▶ [Short problem]
Leave out all pictures and retype exactly the lines from the one with "Could you point out the forested" through the last line of the material.

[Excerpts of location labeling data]
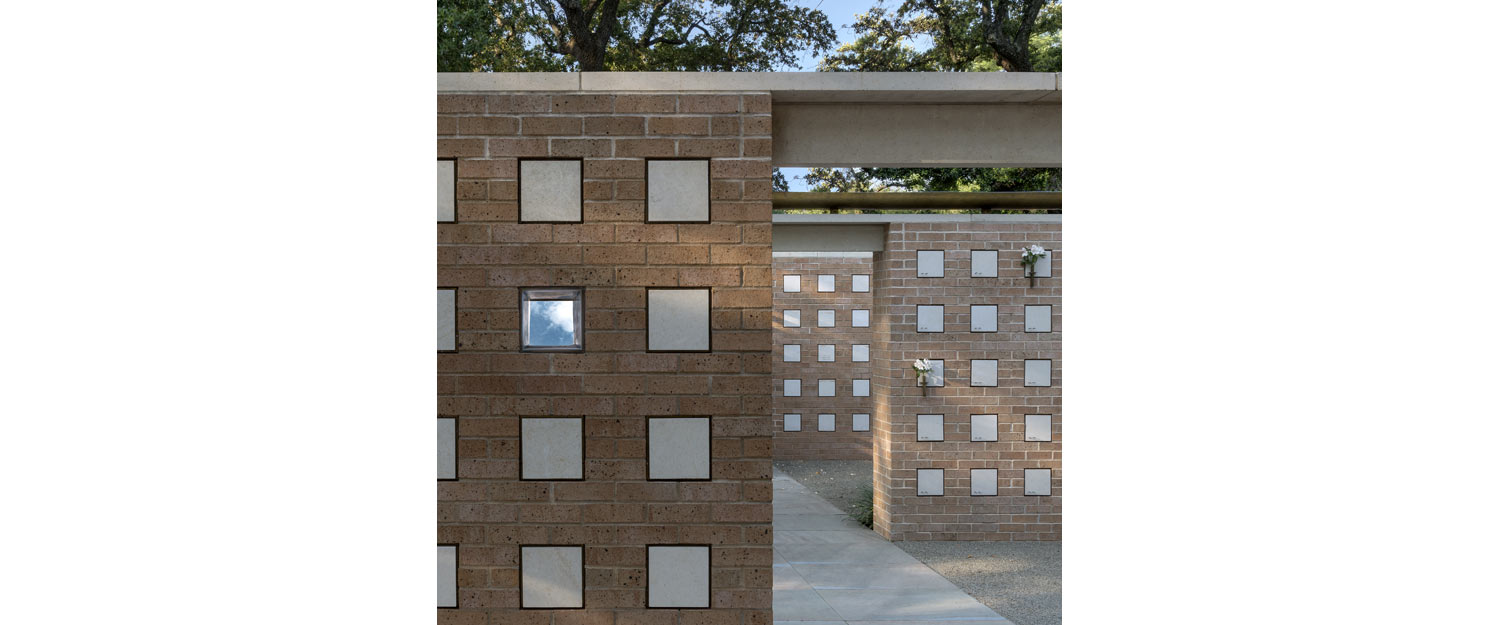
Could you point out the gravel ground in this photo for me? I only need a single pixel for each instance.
(1020, 580)
(837, 481)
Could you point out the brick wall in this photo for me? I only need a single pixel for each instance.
(488, 384)
(810, 444)
(956, 514)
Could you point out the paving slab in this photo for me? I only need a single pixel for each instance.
(828, 570)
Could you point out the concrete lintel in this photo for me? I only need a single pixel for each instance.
(834, 221)
(905, 87)
(917, 135)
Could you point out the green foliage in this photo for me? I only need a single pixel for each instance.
(627, 35)
(863, 507)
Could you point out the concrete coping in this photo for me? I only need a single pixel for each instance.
(917, 218)
(834, 87)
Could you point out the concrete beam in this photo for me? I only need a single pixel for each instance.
(915, 135)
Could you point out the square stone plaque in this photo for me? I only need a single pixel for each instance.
(1038, 318)
(984, 483)
(1038, 427)
(984, 318)
(1038, 481)
(677, 191)
(929, 264)
(929, 427)
(984, 263)
(677, 321)
(984, 372)
(929, 481)
(552, 191)
(929, 318)
(677, 576)
(984, 427)
(552, 448)
(552, 576)
(1038, 372)
(678, 448)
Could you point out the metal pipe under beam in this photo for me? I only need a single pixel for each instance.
(918, 200)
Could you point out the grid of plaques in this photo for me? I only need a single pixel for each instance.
(678, 448)
(825, 352)
(983, 372)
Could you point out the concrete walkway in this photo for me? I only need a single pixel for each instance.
(830, 570)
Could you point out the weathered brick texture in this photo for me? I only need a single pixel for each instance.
(1010, 516)
(489, 384)
(809, 444)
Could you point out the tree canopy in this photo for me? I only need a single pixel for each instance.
(627, 35)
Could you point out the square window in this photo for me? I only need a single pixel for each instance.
(447, 319)
(929, 483)
(552, 319)
(1038, 372)
(984, 372)
(551, 191)
(551, 576)
(677, 191)
(936, 376)
(447, 576)
(447, 448)
(1038, 427)
(1043, 266)
(678, 448)
(929, 427)
(984, 264)
(1038, 481)
(929, 318)
(552, 448)
(984, 483)
(984, 427)
(1038, 318)
(929, 264)
(447, 182)
(984, 318)
(677, 321)
(677, 576)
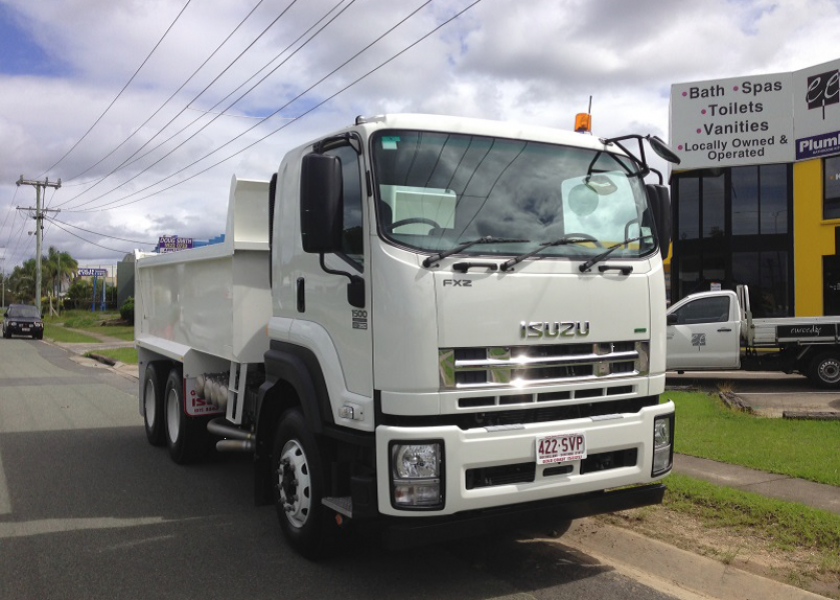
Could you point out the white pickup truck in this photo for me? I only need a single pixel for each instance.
(716, 331)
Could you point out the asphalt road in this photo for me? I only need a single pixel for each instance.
(89, 510)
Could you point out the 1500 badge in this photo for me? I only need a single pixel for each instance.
(536, 329)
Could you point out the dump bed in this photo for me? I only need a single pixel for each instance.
(215, 299)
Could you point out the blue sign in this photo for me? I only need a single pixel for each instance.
(818, 145)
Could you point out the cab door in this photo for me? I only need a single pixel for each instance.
(703, 334)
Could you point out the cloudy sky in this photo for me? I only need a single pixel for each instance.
(145, 108)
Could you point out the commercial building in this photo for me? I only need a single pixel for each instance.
(757, 195)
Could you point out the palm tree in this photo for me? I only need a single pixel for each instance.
(58, 266)
(21, 282)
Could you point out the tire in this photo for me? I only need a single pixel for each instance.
(154, 386)
(186, 437)
(299, 482)
(825, 370)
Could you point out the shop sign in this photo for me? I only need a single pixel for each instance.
(173, 243)
(735, 121)
(757, 119)
(816, 110)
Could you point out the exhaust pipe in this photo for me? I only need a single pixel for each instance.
(235, 446)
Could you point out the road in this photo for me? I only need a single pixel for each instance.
(89, 510)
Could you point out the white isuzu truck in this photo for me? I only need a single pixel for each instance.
(423, 324)
(716, 331)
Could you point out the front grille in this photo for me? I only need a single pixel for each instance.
(545, 414)
(524, 366)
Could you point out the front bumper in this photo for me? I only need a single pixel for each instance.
(402, 533)
(24, 328)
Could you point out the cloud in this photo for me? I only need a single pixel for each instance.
(536, 62)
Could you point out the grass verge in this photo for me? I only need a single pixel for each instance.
(785, 524)
(707, 428)
(785, 541)
(125, 355)
(60, 334)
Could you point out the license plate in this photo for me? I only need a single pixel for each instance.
(561, 448)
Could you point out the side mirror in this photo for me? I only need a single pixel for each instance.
(662, 150)
(660, 203)
(321, 204)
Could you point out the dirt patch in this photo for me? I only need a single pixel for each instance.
(795, 566)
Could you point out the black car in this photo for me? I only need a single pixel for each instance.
(23, 319)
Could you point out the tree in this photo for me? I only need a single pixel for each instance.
(56, 267)
(21, 283)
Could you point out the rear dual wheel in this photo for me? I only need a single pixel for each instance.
(187, 437)
(154, 384)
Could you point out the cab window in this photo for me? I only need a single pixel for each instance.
(704, 310)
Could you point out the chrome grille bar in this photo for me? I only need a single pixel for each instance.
(524, 366)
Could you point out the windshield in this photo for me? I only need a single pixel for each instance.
(23, 312)
(439, 190)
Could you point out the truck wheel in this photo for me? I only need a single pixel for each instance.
(298, 484)
(186, 437)
(825, 370)
(154, 385)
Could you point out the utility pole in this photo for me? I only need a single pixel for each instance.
(39, 228)
(3, 303)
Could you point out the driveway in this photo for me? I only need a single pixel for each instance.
(768, 394)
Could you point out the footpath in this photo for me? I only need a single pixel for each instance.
(683, 574)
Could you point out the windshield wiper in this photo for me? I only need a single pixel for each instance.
(563, 241)
(598, 258)
(488, 239)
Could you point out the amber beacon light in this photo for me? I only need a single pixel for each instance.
(583, 123)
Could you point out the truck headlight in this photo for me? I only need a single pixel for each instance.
(663, 444)
(417, 475)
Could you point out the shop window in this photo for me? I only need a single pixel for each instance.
(767, 277)
(831, 188)
(744, 190)
(689, 210)
(773, 197)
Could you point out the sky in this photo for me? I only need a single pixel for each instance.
(145, 109)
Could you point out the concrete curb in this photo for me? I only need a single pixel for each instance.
(681, 573)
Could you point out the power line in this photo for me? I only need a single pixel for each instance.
(310, 110)
(57, 222)
(93, 243)
(175, 93)
(99, 118)
(303, 93)
(127, 163)
(11, 206)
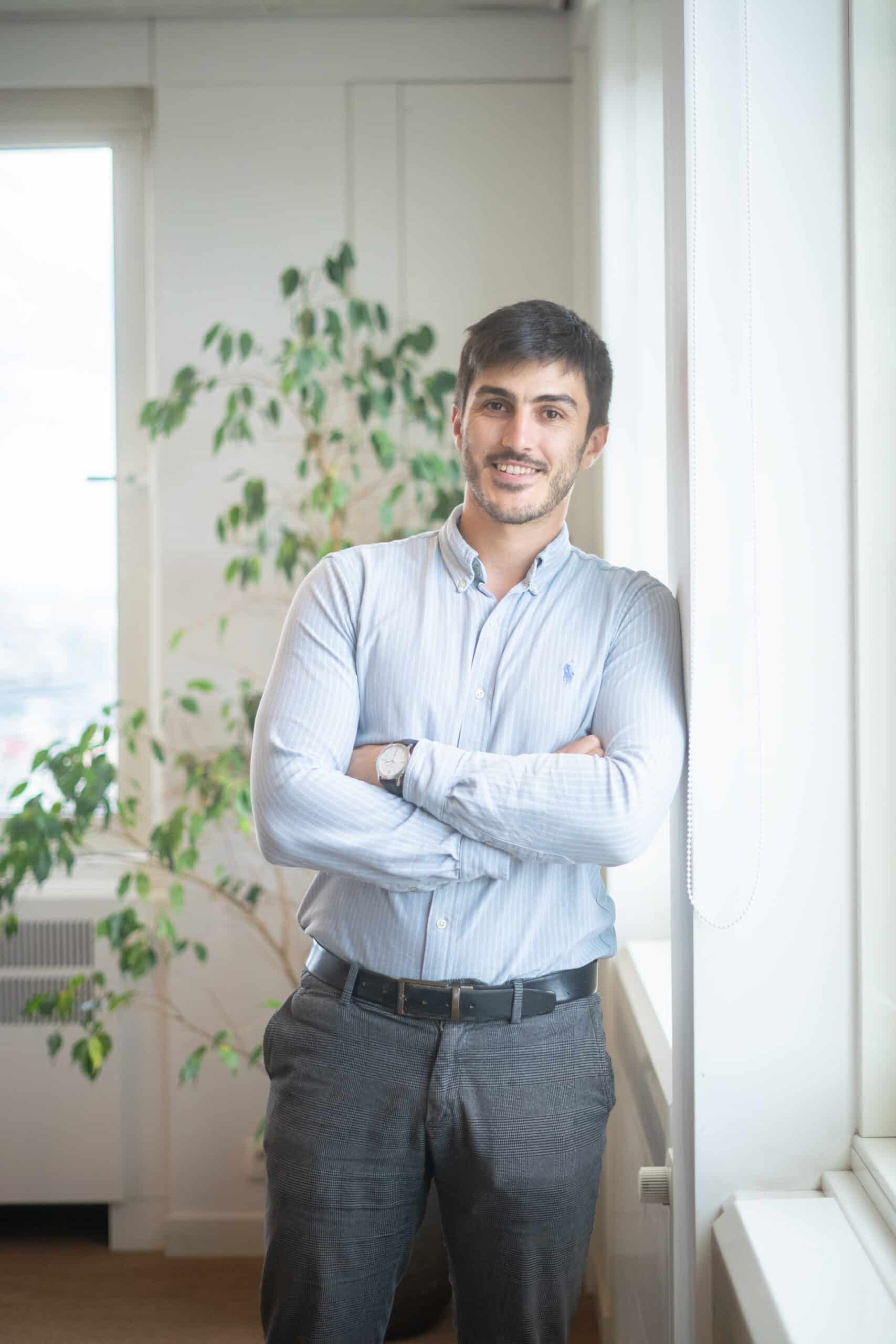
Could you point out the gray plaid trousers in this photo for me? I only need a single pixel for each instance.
(367, 1107)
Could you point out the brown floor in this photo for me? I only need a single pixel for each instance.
(70, 1289)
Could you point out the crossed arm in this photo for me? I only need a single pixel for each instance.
(465, 814)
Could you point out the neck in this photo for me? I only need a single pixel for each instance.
(507, 550)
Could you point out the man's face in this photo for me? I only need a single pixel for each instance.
(525, 416)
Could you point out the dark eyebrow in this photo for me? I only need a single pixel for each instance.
(487, 390)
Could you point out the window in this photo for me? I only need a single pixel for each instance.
(76, 574)
(58, 549)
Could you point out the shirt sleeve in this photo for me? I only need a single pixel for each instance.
(308, 812)
(562, 808)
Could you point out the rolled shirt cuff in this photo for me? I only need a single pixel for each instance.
(429, 776)
(480, 859)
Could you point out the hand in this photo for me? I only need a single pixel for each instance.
(582, 747)
(363, 764)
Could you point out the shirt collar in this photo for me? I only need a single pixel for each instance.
(465, 568)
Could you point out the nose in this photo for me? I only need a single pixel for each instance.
(516, 432)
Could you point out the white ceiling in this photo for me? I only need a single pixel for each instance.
(260, 8)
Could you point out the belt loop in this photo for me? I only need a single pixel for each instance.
(518, 1002)
(349, 988)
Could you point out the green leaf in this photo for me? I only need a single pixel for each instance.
(385, 448)
(190, 1070)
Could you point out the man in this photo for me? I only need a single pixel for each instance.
(407, 745)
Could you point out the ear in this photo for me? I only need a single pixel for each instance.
(457, 420)
(596, 445)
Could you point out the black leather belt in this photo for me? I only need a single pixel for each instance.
(449, 1000)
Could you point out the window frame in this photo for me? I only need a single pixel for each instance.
(872, 148)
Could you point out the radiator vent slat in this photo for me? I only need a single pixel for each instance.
(50, 942)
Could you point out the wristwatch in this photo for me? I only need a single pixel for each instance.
(392, 764)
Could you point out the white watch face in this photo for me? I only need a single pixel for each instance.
(393, 760)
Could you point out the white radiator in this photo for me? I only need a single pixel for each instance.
(630, 1264)
(61, 1131)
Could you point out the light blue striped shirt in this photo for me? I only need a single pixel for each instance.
(491, 865)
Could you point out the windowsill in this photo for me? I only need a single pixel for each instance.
(801, 1270)
(873, 1162)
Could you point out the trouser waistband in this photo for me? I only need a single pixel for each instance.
(449, 1000)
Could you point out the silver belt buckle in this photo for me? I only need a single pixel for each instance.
(440, 984)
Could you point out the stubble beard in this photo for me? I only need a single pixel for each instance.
(561, 481)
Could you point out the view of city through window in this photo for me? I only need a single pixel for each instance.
(58, 554)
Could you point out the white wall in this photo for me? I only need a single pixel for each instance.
(441, 148)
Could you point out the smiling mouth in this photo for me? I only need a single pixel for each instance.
(516, 478)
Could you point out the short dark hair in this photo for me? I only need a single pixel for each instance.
(535, 328)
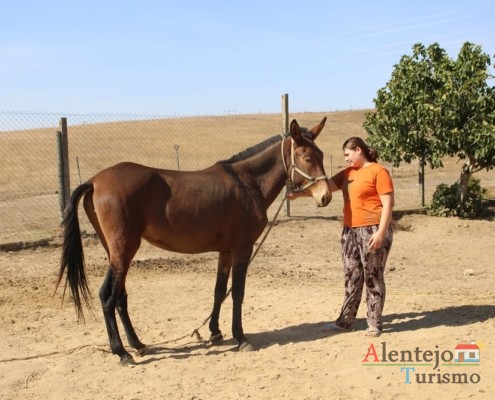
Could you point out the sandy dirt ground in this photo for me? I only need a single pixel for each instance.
(440, 295)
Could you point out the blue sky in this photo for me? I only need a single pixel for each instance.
(212, 57)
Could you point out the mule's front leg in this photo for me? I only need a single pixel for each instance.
(132, 338)
(238, 285)
(109, 296)
(223, 272)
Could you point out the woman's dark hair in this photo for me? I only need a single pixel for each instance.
(353, 142)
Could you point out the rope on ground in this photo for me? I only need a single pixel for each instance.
(56, 353)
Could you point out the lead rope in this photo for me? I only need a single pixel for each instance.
(195, 332)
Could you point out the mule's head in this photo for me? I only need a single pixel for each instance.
(306, 172)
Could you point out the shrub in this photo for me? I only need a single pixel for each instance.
(445, 202)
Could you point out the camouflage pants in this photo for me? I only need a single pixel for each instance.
(362, 267)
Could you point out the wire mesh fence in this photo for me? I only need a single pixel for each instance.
(29, 183)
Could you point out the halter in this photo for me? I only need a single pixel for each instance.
(294, 168)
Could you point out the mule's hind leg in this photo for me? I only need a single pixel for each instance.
(223, 272)
(132, 338)
(109, 296)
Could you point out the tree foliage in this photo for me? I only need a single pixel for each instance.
(433, 107)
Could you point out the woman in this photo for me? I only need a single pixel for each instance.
(367, 233)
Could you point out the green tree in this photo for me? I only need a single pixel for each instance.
(433, 107)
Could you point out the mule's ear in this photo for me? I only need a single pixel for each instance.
(315, 130)
(295, 131)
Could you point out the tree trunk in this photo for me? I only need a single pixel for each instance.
(466, 173)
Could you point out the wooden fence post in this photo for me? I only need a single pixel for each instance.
(285, 127)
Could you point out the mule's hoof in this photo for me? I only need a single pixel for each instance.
(142, 351)
(216, 339)
(127, 360)
(246, 346)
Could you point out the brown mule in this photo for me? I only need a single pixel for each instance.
(222, 208)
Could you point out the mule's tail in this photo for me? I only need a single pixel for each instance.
(72, 258)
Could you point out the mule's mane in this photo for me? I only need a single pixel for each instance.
(251, 151)
(257, 148)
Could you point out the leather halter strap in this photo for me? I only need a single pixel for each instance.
(294, 168)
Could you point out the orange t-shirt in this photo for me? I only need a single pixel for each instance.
(362, 189)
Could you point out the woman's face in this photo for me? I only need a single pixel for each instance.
(354, 158)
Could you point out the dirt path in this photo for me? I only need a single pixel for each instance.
(441, 294)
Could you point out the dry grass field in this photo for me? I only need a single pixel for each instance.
(440, 287)
(29, 201)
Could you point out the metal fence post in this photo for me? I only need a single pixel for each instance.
(285, 127)
(63, 165)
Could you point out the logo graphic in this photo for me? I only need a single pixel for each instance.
(412, 363)
(465, 353)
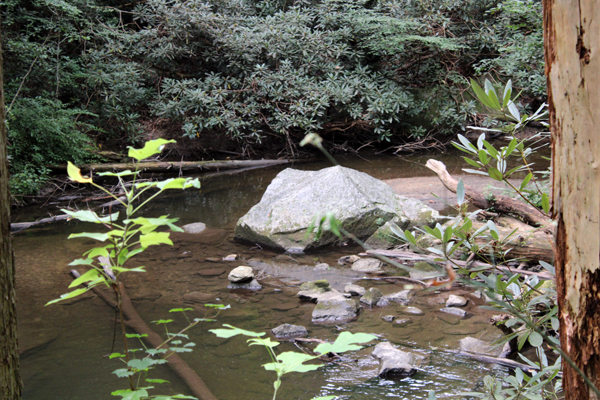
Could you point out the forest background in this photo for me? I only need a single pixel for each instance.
(252, 77)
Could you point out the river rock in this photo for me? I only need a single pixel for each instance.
(333, 307)
(287, 209)
(473, 345)
(454, 311)
(248, 285)
(196, 227)
(368, 265)
(411, 310)
(384, 237)
(354, 290)
(402, 297)
(371, 297)
(456, 301)
(348, 259)
(241, 274)
(287, 331)
(310, 291)
(395, 363)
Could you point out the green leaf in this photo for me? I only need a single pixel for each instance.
(155, 238)
(545, 203)
(92, 235)
(90, 216)
(495, 174)
(75, 174)
(233, 331)
(481, 95)
(69, 295)
(291, 361)
(86, 277)
(535, 339)
(525, 181)
(460, 192)
(346, 341)
(151, 148)
(156, 380)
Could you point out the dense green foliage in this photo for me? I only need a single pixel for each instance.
(255, 71)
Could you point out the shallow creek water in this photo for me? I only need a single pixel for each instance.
(64, 345)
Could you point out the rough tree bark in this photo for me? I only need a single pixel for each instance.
(572, 47)
(10, 379)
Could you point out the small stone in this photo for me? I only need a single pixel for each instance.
(368, 265)
(371, 297)
(241, 274)
(411, 310)
(230, 257)
(196, 227)
(322, 267)
(287, 331)
(248, 285)
(454, 311)
(383, 302)
(348, 260)
(354, 290)
(402, 297)
(456, 301)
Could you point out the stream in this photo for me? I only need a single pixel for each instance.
(64, 346)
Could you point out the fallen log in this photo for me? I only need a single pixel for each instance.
(407, 255)
(502, 204)
(175, 166)
(134, 321)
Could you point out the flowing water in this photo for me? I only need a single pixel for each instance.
(64, 346)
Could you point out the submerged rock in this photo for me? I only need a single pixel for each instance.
(248, 285)
(368, 265)
(294, 197)
(287, 331)
(371, 297)
(395, 363)
(310, 291)
(402, 297)
(354, 290)
(333, 307)
(456, 301)
(241, 274)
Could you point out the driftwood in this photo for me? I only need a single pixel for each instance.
(407, 255)
(134, 321)
(175, 166)
(502, 204)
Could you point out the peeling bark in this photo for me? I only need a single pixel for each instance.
(10, 378)
(572, 46)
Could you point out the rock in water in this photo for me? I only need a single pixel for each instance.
(294, 198)
(287, 331)
(241, 274)
(333, 307)
(395, 363)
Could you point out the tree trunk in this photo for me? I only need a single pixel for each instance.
(572, 47)
(10, 378)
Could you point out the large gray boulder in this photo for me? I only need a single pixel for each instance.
(360, 202)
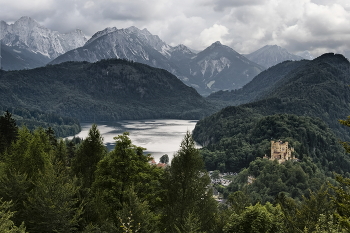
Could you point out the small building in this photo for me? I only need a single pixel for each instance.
(281, 151)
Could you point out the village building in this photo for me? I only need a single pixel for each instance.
(281, 151)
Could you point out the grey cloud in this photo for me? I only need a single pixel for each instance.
(220, 5)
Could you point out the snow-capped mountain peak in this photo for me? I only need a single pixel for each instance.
(29, 34)
(271, 55)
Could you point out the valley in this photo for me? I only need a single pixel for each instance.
(128, 97)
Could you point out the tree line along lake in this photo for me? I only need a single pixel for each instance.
(158, 136)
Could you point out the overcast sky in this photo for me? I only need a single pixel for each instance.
(318, 26)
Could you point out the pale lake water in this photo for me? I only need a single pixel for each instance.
(159, 137)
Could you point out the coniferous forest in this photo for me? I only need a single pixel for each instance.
(54, 185)
(48, 184)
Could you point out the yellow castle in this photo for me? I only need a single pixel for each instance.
(281, 151)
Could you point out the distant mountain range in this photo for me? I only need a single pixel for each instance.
(26, 44)
(112, 89)
(271, 55)
(317, 88)
(30, 45)
(215, 68)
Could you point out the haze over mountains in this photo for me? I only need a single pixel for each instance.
(26, 45)
(271, 55)
(34, 45)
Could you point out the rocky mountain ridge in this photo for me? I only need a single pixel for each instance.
(29, 37)
(271, 55)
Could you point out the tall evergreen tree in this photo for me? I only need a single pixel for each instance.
(88, 154)
(8, 131)
(188, 193)
(125, 181)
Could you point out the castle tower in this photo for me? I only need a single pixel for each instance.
(281, 151)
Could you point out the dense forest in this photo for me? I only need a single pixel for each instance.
(106, 90)
(32, 119)
(51, 185)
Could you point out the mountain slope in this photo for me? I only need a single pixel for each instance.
(271, 55)
(217, 67)
(318, 88)
(17, 58)
(262, 84)
(107, 90)
(28, 36)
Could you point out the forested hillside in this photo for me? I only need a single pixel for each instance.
(317, 88)
(32, 119)
(301, 106)
(50, 185)
(106, 90)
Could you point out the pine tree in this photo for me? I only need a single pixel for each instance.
(8, 131)
(188, 192)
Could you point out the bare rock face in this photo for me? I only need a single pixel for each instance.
(29, 37)
(271, 55)
(215, 68)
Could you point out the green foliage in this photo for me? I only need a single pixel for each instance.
(123, 174)
(53, 204)
(6, 224)
(33, 119)
(88, 154)
(30, 154)
(342, 201)
(305, 216)
(106, 90)
(272, 178)
(187, 190)
(164, 159)
(317, 88)
(235, 138)
(257, 219)
(8, 131)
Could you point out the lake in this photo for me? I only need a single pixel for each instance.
(159, 137)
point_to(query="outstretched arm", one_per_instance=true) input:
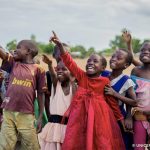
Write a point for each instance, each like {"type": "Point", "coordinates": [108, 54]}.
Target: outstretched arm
{"type": "Point", "coordinates": [51, 70]}
{"type": "Point", "coordinates": [40, 97]}
{"type": "Point", "coordinates": [3, 54]}
{"type": "Point", "coordinates": [67, 59]}
{"type": "Point", "coordinates": [128, 40]}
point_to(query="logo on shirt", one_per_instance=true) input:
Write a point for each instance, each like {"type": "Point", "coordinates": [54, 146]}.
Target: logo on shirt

▶ [Solution to the problem]
Could you point out the forested hillside in this photo for me? I only need a single pixel for each instance.
(317, 88)
(32, 119)
(301, 106)
(50, 185)
(106, 90)
Could you point out the pine tree in this photo for me? I only need a single pixel for each instance.
(8, 131)
(188, 192)
Could you point out the bare rock face in this photo for me? I only need a single pixel for each instance.
(29, 37)
(271, 55)
(215, 68)
Could you point out the green foliage in this photo for me? I only need a single pixel for each instance.
(123, 174)
(53, 204)
(6, 224)
(33, 119)
(88, 154)
(30, 154)
(342, 201)
(305, 216)
(106, 90)
(272, 178)
(187, 190)
(164, 159)
(317, 88)
(235, 138)
(257, 219)
(8, 131)
Could you point out the lake in this photo for me? I only need a single pixel for each instance.
(159, 137)
point_to(query="outstretched arm", one_per_instance=true) input:
Write a point for each instance, each like {"type": "Point", "coordinates": [108, 54]}.
Target: outstretched arm
{"type": "Point", "coordinates": [51, 70]}
{"type": "Point", "coordinates": [40, 97]}
{"type": "Point", "coordinates": [3, 54]}
{"type": "Point", "coordinates": [67, 59]}
{"type": "Point", "coordinates": [128, 40]}
point_to(query="logo on shirt", one_per_instance=true) input:
Write a point for each instance, each like {"type": "Point", "coordinates": [54, 146]}.
Target: logo on shirt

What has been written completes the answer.